> [DOCUMENT PASSAGE]
I know aq salt instructions. So do you follow instructions daily 100% water changes?
How much of the stress coat do you put? Do you also use water conditioner along with stress coat?


----------



## Spiderling00

One of my boys was like that when I got him, he used plants, his bubble nest and the side of the tank to keep himself upright. Hope your little guy pulls through. He's beautiful already.


----------



## rosy delta

Hard to believe no one bought him he is so beautiful, but he must have been meant for you. so lovely, and so wonderful you have him in your loving care


----------



## purplemuffin

Looks like he's getting better already! I hope he continues to improve.


----------



## BettaQi

He looks so much better!


----------



## Talen

He looks much better, not so skinny as he was.


----------



## MoonShadow

Todays update!


----------



## Talen

He is really improving, love his coloring.

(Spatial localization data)
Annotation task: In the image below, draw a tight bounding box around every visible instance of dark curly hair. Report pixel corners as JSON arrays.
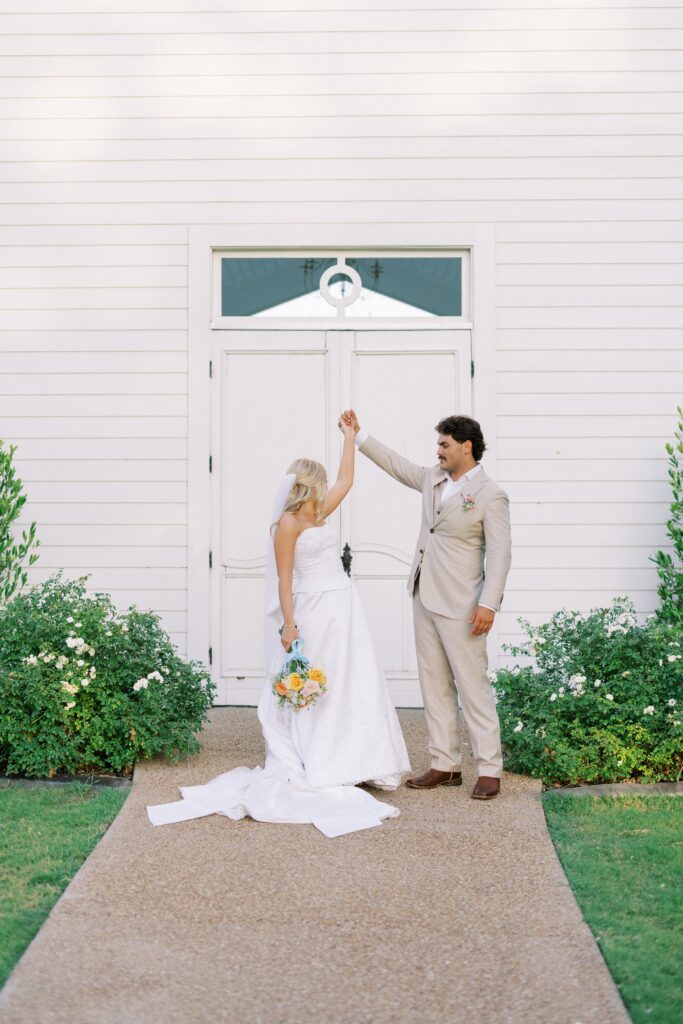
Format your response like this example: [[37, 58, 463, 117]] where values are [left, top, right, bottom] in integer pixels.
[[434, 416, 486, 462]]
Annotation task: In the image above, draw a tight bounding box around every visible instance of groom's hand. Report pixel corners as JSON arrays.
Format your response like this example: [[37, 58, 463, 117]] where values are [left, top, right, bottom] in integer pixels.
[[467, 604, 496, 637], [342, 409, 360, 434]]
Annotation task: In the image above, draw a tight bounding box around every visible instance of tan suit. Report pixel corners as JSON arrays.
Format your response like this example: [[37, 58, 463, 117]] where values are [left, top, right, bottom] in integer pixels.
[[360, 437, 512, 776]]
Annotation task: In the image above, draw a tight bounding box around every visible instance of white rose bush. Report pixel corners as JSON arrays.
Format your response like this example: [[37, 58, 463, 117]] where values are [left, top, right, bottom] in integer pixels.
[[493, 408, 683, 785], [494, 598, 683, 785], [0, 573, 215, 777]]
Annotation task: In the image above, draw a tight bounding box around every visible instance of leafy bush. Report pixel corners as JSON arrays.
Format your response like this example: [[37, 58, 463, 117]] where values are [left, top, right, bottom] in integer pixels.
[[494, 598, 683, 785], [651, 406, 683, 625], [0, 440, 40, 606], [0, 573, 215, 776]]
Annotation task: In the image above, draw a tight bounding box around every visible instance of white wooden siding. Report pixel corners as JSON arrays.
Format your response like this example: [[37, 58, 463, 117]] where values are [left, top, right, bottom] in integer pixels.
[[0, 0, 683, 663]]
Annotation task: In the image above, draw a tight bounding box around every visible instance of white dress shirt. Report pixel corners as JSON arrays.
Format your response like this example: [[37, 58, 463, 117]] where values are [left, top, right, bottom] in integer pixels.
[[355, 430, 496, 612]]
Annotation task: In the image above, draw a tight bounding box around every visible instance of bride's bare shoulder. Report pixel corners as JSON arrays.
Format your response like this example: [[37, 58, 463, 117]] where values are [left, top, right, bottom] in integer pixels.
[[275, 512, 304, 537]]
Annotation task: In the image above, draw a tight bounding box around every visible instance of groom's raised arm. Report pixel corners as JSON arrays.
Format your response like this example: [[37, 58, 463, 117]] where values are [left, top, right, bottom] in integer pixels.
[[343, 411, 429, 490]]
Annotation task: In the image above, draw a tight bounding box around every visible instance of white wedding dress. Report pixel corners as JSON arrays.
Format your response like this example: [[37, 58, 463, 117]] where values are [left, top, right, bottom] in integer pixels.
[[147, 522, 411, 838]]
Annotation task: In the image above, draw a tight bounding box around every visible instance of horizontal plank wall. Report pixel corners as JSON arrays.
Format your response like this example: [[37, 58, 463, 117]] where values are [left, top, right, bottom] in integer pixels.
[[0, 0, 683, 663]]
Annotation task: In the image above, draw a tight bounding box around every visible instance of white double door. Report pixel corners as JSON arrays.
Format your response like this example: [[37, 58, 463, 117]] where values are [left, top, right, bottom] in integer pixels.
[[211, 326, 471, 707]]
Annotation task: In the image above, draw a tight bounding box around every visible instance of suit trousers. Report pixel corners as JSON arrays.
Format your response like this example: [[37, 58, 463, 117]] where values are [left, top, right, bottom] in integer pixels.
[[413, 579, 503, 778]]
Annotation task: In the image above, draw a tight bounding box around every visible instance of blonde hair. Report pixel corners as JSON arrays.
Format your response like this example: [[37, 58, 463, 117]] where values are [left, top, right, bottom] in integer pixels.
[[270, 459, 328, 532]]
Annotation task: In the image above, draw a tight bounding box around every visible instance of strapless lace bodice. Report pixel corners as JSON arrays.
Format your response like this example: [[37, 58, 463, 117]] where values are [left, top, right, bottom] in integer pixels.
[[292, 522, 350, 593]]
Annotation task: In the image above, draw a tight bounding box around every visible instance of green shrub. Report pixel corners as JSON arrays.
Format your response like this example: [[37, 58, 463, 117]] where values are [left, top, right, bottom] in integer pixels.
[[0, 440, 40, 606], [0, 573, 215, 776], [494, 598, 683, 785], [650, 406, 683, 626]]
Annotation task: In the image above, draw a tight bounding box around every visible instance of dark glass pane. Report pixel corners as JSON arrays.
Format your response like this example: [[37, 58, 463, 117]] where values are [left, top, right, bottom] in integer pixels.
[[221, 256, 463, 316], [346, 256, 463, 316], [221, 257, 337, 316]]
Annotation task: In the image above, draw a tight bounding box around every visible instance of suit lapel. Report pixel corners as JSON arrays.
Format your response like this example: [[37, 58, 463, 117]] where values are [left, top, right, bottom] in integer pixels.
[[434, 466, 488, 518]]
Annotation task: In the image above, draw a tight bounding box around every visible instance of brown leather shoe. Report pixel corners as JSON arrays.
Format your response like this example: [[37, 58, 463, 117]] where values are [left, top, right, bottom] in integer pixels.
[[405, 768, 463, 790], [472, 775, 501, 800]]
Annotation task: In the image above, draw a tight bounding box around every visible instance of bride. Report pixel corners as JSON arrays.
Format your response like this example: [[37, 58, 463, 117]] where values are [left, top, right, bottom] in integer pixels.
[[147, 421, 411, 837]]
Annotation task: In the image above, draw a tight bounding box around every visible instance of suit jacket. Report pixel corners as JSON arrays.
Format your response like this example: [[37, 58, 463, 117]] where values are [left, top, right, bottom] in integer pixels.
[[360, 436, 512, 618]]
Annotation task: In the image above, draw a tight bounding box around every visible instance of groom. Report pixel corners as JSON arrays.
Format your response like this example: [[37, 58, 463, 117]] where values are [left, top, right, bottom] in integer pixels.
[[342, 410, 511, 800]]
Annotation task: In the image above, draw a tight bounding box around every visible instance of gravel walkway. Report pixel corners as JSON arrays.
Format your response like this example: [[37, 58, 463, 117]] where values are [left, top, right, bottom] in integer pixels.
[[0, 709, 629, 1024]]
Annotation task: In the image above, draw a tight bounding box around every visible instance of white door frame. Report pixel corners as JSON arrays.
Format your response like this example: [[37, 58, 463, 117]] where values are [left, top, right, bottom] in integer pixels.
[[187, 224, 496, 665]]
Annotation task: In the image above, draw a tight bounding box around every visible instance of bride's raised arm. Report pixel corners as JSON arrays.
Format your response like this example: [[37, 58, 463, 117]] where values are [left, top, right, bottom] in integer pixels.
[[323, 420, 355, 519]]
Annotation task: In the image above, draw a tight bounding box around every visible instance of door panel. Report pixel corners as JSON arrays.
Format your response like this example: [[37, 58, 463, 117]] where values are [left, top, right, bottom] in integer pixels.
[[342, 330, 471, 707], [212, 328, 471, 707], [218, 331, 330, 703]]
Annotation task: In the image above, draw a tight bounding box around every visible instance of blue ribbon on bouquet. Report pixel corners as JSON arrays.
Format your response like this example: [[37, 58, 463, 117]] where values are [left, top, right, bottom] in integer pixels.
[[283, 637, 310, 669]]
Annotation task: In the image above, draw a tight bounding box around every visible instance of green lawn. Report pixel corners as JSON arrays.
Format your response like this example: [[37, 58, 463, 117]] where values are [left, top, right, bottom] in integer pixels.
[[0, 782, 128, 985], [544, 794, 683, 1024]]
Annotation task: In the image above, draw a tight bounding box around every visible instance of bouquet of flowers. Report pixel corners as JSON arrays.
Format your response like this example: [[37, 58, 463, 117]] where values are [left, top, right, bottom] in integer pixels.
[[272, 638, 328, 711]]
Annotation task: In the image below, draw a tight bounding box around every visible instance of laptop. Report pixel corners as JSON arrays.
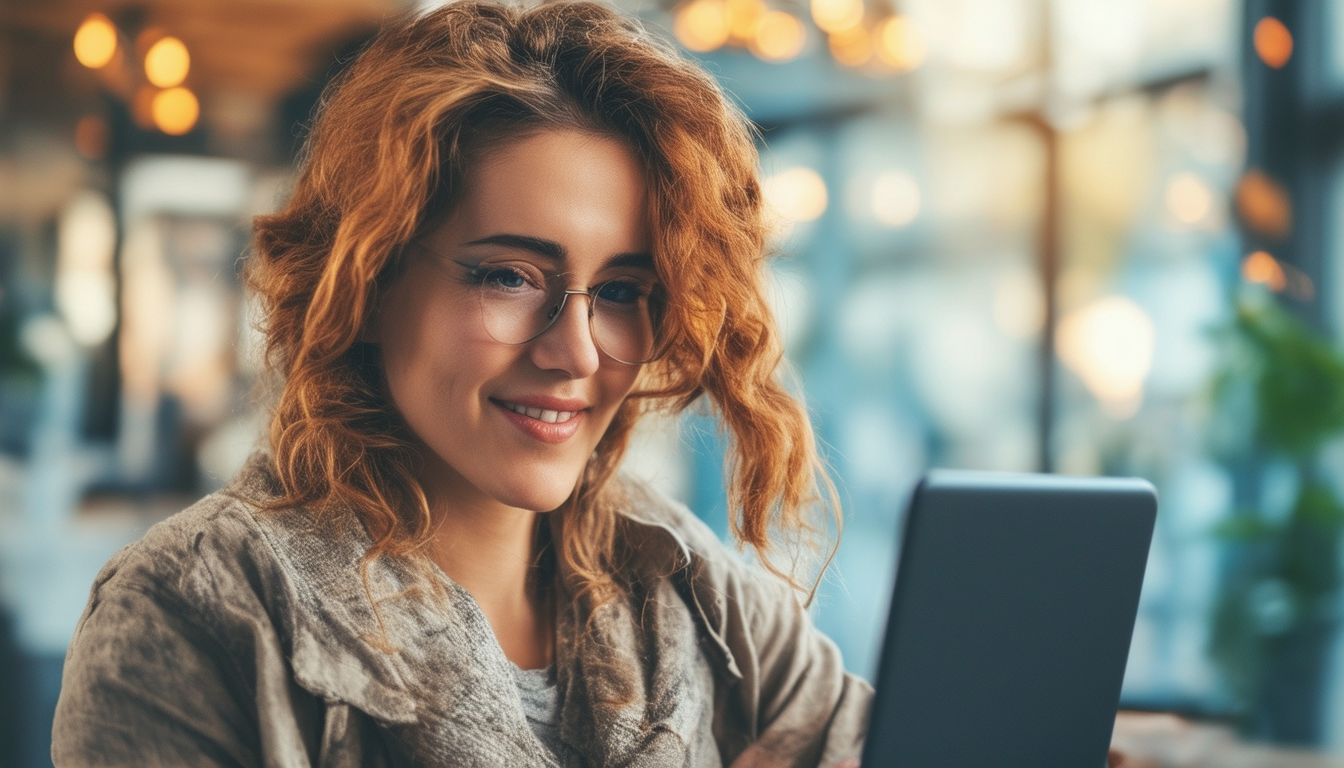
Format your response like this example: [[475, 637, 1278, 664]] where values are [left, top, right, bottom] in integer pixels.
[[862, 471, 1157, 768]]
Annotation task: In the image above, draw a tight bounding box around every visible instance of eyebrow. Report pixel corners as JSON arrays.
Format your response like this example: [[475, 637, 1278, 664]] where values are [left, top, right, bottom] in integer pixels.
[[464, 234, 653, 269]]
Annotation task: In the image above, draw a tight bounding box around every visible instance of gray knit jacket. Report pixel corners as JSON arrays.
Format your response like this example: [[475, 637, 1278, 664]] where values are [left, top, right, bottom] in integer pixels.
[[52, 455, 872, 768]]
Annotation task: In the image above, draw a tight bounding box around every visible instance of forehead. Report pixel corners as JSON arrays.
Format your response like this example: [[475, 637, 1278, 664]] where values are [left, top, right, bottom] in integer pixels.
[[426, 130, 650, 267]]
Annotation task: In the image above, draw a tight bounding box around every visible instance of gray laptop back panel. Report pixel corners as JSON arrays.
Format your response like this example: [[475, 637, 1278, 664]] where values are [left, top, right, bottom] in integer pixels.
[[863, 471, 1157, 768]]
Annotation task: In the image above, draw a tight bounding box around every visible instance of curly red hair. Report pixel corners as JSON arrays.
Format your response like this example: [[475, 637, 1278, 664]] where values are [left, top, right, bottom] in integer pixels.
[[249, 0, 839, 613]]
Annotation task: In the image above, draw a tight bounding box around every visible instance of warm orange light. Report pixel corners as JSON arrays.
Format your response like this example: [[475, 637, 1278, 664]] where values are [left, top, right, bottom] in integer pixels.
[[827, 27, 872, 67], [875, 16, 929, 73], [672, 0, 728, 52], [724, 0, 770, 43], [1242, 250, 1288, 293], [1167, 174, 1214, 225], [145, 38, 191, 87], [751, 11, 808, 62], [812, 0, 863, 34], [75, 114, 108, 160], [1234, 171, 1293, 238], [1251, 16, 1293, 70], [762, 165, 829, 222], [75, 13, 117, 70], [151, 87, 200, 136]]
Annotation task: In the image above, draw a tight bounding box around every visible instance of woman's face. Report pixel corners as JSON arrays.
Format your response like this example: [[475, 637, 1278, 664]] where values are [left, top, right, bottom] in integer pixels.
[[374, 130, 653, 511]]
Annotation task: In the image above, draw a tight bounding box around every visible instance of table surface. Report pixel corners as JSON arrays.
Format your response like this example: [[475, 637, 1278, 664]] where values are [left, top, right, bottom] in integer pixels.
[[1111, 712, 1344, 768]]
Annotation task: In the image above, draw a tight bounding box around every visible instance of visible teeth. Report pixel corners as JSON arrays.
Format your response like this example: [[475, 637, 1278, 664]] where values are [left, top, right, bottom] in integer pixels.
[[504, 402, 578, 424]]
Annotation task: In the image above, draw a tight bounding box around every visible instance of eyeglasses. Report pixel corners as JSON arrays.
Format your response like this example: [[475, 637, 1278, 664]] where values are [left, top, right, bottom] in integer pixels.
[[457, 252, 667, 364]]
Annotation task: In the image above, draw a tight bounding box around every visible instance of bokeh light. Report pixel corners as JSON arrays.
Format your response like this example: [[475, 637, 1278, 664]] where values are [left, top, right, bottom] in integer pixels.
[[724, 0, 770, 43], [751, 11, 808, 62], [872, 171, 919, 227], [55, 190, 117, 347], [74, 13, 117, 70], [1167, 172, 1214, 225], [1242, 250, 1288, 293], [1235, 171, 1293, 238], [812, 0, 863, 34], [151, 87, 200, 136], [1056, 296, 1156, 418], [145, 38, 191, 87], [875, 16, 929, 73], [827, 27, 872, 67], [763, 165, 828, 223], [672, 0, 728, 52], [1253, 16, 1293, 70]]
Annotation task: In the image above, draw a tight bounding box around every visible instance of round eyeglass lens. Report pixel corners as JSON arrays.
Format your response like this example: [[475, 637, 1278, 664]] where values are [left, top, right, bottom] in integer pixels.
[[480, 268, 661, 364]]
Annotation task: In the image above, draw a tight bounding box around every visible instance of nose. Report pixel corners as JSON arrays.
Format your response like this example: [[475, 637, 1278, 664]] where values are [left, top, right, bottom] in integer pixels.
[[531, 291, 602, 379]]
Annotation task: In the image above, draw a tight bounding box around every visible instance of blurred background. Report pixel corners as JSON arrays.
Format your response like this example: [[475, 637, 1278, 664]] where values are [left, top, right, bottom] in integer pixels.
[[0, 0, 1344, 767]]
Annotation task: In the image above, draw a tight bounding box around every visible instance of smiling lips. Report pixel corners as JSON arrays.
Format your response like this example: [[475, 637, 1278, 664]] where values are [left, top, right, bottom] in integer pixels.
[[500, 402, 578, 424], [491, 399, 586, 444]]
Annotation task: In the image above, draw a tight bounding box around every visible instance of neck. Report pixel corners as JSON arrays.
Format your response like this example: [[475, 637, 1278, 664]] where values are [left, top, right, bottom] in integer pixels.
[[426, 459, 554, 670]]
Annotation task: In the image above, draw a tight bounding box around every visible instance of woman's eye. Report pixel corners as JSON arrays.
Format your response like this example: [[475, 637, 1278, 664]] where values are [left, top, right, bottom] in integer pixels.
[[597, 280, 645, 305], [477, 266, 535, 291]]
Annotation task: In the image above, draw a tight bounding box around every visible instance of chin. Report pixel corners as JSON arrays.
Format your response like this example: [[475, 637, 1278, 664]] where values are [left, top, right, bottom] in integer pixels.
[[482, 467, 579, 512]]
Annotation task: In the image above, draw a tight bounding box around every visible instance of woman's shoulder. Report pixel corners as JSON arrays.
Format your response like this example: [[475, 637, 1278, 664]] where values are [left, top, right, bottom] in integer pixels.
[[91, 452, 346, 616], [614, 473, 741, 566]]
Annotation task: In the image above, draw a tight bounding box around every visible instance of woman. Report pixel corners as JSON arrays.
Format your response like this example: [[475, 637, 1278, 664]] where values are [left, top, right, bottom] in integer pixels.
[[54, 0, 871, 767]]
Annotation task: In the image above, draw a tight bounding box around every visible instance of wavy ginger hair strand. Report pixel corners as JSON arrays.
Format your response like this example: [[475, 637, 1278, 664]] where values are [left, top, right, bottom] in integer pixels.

> [WHAT YOU WILL DO]
(1) Decide whether each statement agrees with the forum thread, answering yes or no and quoting the words that settle it: (a) Spiderling00 had a fish that relied on plants, a bubble nest and the tank side to stay upright; (b) Talen says the fish is still as skinny as before; (c) rosy delta says someone else bought the fish first.
(2) Rewrite everything in the forum thread from "I know aq salt" down to "He's beautiful already.", swapping each "stress coat" for "dechlorinator".

> [SOLVED PROBLEMS]
(1)
(a) Yes: "he used plants, his bubble nest and the side of the tank to keep himself upright"
(b) No: "He looks much better, not so skinny as he was."
(c) No: "Hard to believe no one bought him"

(2)
I know aq salt instructions. So do you follow instructions daily 100% water changes?
How much of the dechlorinator do you put? Do you also use water conditioner along with dechlorinator?


----------



## Spiderling00

One of my boys was like that when I got him, he used plants, his bubble nest and the side of the tank to keep himself upright. Hope your little guy pulls through. He's beautiful already.